TRECHO DO TEXTO.
-------------------------

Hodiernamente, o mercado de trabalho experimenta uma série de adversidades antes não vistas, nem mesmo pensadas, haja vista que a singularidade e os desafios da modernidade do mundo corporativo, há muito não discutem (apenas) os vetustos problemas que outrora eram as pautas das mesas negociais.
Vive-se período em que os profissionais não vislumbram como possível o fim de seu ciclo de trabalho ao alcançarem o grupo de idosos – que conforme o Estatuto da Pessoa Idosa1 atinge pessoas a partir dos 60 anos. A longevidade da vida trabalhista traz impactos em uma série de paradigmas sociais, não apenas porque a tábua de expectativa de vida2 indica idades muito superiores às de outrora, como também porque já não se trabalha prioritariamente no mesmo (e em um só) local e, ainda, porque se admite como natural uma troca de profissão ao longo da vida.
A mesma tecnologia que ontem foi o carro chefe das Revoluções Industriais, cada uma a seu tempo, acelerando as engrenagens e fomentando a produção, hoje é a encorajadora das reviravoltas em longas e sólidas carreiras e, também, propulsora de grandes possibilidades aos que dela se utilizam para reconsiderar novos inícios.
O fato é que a soma desses elementos: tecnologia, expectativa de vida mais alongada e vontade/necessidade de seguir trabalhando para além dos 60 anos, anunciam desafios antes não sopesados. Os trabalhadores que estão no mercado ativo de trabalho não são apenas os púberes e/ou recém-formados em busca de oportunidades, a realidade brasileira demonstra que o público 60+ ainda permanece “no jogo” e “com fome de bola”.
Os dados apontam através de números consideráveis3 essa continuidade. No Brasil, o cômputo de trabalhadores com mais de 50 anos dobrou em um lapso temporal de 15 anos, alcançando a casa dos 9 milhões de trabalhadores na ativa (em termos percentuais, o aumento é de 110%). Tais números não podem ser desconsiderados.

-------------------------

ENTRADAS DE DADOS.
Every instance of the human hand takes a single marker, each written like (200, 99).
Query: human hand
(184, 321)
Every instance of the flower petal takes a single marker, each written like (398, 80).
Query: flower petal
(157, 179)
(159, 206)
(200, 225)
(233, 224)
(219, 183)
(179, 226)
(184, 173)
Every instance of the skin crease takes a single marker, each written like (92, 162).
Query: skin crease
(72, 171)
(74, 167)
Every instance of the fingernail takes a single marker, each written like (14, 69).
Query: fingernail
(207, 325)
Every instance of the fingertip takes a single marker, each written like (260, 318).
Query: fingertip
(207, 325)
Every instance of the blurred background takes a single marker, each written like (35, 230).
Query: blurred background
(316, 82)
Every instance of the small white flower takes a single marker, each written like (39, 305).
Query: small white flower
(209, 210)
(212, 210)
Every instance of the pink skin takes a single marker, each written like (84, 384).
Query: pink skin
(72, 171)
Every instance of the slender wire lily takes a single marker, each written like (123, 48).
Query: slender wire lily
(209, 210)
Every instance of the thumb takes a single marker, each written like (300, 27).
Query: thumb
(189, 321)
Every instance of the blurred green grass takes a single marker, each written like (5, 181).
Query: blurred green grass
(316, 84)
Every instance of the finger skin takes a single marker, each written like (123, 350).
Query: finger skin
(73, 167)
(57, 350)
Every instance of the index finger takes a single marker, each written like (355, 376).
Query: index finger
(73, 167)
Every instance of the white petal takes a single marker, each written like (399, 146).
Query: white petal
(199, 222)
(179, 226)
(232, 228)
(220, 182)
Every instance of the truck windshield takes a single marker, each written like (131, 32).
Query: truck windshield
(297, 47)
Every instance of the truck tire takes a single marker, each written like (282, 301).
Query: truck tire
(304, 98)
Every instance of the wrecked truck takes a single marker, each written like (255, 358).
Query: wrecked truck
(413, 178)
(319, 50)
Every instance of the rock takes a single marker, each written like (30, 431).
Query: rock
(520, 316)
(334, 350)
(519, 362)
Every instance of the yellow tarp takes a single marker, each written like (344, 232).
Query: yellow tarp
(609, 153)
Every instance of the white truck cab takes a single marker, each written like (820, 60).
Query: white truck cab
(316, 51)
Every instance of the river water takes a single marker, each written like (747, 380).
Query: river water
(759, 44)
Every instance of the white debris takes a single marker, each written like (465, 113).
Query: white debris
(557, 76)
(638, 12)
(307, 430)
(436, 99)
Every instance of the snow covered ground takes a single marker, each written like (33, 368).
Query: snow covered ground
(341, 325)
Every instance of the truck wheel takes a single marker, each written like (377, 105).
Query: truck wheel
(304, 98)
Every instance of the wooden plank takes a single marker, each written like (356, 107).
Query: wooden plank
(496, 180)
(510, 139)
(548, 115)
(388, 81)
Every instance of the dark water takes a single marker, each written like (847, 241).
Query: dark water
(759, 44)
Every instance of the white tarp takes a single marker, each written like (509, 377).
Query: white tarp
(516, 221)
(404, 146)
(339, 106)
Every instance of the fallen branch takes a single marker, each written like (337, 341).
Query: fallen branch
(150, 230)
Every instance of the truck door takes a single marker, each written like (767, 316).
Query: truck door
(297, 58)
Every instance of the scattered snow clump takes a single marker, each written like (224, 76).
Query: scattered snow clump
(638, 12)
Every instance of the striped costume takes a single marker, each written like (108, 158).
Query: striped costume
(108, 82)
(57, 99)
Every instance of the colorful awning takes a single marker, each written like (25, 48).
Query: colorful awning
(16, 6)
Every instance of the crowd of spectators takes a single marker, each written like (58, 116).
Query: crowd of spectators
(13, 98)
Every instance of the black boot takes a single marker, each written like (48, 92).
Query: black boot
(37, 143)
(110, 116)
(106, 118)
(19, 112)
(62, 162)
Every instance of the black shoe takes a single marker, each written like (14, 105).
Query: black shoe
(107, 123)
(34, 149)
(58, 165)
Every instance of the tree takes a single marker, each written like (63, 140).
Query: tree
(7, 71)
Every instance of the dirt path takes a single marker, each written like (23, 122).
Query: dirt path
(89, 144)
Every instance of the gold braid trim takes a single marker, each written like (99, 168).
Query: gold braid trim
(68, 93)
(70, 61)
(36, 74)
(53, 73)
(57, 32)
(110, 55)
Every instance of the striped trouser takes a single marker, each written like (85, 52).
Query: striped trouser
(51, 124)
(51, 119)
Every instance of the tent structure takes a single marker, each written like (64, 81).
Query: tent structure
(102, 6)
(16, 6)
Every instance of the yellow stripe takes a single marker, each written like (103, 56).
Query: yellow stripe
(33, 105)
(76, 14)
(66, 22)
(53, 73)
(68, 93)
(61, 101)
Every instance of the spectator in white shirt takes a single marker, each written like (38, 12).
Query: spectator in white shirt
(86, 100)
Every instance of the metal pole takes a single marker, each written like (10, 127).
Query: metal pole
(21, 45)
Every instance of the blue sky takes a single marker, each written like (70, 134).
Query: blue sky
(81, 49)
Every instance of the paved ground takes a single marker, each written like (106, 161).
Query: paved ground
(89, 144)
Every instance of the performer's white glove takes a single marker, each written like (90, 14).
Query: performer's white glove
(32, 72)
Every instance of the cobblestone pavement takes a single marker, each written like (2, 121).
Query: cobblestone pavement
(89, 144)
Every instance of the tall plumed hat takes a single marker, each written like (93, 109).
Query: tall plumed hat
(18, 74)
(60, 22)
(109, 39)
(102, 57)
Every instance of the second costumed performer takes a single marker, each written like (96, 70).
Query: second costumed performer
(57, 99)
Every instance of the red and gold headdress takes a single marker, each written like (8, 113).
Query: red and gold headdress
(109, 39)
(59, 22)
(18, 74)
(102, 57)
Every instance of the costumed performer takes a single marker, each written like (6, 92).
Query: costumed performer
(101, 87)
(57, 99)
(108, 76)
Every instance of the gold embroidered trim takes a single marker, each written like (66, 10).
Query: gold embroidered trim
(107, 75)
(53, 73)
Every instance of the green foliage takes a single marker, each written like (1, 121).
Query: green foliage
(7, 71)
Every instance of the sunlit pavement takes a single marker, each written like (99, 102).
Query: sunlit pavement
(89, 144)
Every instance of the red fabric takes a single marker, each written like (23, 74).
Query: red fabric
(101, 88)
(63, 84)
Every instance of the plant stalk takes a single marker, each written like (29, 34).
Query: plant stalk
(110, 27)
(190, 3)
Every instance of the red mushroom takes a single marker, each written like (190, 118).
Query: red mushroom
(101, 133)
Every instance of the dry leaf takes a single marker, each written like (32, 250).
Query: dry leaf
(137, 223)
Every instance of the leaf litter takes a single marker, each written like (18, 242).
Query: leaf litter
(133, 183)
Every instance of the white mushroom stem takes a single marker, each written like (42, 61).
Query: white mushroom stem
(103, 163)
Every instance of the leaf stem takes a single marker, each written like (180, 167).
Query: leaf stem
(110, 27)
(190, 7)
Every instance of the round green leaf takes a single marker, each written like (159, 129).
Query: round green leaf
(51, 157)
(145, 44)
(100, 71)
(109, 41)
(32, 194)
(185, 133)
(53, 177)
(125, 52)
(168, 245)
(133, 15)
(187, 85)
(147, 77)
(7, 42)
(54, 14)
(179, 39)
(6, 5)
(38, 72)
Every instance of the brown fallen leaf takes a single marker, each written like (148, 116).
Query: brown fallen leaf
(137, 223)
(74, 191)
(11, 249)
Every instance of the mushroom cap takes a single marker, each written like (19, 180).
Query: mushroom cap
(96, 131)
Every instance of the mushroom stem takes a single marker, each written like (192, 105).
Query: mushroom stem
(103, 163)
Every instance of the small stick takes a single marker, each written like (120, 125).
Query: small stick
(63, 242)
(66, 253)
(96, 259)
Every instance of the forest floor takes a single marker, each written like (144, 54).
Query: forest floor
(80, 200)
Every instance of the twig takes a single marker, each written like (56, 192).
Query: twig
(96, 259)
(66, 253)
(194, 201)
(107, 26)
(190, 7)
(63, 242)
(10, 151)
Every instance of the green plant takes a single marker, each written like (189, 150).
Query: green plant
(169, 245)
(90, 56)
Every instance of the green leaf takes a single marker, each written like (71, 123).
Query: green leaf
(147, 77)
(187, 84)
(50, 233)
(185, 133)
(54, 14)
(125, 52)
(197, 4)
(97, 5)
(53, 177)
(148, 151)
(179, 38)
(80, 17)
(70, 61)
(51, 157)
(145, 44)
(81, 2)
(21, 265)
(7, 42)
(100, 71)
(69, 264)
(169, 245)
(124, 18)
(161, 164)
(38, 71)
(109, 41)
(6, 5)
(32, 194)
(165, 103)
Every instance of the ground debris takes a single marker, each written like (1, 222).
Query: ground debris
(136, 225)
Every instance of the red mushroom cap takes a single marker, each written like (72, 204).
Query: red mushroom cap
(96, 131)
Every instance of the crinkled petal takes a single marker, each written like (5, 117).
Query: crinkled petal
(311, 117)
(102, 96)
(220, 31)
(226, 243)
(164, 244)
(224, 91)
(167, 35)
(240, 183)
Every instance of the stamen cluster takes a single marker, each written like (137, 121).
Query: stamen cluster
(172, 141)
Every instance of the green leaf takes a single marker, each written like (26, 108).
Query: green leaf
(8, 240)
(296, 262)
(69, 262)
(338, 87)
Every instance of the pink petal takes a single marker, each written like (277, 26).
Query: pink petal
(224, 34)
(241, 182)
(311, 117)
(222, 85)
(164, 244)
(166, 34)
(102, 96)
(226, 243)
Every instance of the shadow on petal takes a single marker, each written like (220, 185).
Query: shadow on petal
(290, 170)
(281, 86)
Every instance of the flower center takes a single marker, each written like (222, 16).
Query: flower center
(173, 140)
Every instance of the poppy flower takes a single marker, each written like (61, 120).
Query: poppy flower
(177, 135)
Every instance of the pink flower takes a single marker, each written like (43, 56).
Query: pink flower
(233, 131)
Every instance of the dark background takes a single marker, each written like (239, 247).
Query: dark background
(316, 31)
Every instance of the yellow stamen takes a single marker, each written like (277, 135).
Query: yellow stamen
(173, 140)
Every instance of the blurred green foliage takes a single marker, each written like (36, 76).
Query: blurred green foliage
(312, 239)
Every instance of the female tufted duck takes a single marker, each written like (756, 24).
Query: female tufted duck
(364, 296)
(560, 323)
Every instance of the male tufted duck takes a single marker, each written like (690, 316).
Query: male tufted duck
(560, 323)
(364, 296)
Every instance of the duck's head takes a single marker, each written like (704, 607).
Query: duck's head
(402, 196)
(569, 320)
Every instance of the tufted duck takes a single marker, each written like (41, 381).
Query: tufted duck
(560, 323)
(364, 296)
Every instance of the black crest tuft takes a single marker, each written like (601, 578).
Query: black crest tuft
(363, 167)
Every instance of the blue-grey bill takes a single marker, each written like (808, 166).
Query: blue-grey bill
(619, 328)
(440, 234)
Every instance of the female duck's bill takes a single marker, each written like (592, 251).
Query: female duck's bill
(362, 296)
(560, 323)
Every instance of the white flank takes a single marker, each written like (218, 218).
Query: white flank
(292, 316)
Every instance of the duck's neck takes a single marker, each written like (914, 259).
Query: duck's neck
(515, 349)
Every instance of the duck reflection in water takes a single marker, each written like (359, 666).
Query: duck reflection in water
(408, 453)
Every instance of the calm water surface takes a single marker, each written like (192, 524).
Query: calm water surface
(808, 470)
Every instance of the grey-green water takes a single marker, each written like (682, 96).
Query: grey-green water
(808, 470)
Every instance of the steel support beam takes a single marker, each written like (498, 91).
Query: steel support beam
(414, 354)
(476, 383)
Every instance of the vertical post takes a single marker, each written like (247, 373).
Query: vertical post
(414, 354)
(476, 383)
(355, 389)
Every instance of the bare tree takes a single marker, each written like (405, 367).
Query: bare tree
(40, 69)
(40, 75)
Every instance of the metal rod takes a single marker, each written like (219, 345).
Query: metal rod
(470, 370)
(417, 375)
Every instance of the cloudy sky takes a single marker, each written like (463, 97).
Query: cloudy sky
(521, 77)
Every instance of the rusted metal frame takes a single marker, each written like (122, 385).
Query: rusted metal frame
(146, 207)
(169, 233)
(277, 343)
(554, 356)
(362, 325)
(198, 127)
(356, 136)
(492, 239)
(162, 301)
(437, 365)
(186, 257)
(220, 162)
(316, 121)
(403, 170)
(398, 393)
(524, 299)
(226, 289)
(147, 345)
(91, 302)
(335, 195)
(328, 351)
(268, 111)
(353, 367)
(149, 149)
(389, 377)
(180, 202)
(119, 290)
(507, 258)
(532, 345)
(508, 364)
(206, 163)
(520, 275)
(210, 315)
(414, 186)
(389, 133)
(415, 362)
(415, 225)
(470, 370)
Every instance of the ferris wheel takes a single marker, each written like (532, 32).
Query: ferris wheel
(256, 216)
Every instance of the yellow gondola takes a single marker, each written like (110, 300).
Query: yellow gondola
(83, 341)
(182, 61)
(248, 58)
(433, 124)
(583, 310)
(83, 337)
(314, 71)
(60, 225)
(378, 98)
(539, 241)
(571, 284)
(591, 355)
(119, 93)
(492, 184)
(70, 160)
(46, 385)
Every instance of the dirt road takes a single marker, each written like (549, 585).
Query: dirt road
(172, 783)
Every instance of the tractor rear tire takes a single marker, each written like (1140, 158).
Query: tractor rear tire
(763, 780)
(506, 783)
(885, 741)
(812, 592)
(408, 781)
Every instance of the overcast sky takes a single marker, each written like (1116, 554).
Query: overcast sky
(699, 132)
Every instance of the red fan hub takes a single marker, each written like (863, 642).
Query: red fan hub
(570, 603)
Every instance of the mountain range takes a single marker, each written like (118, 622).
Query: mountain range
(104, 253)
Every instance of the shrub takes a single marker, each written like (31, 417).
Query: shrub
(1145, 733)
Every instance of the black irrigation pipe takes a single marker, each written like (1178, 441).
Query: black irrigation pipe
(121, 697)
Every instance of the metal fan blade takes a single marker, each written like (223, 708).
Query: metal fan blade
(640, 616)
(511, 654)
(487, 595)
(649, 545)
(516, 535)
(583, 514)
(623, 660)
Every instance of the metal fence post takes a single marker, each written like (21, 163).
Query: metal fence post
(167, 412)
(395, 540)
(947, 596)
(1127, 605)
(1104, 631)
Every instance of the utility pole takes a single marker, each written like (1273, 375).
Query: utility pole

-------------------------

TAREFAS.
- A) Segundo o texto sobre o trabalho após os 60 anos, quantos trabalhadores com mais de 50 anos estão na ativa no Brasil?
- B) Reproduza o trecho do texto sobre o trabalho após os 60 anos que começa em "Vive-se período em" e termina em "reconsiderar novos inícios.".
As entradas não têm relação com o texto sobre o trabalho após os 60 anos.

RESPOSTAS POR TAREFA.
- A) Cerca de 9 milhões de trabalhadores.

- B)
Vive-se período em que os profissionais não vislumbram como possível o fim de seu ciclo de trabalho ao alcançarem o grupo de idosos – que conforme o Estatuto da Pessoa Idosa1 atinge pessoas a partir dos 60 anos. A longevidade da vida trabalhista traz impactos em uma série de paradigmas sociais, não apenas porque a tábua de expectativa de vida2 indica idades muito superiores às de outrora, como também porque já não se trabalha prioritariamente no mesmo (e em um só) local e, ainda, porque se admite como natural uma troca de profissão ao longo da vida.
A mesma tecnologia que ontem foi o carro chefe das Revoluções Industriais, cada uma a seu tempo, acelerando as engrenagens e fomentando a produção, hoje é a encorajadora das reviravoltas em longas e sólidas carreiras e, também, propulsora de grandes possibilidades aos que dela se utilizam para reconsiderar novos inícios.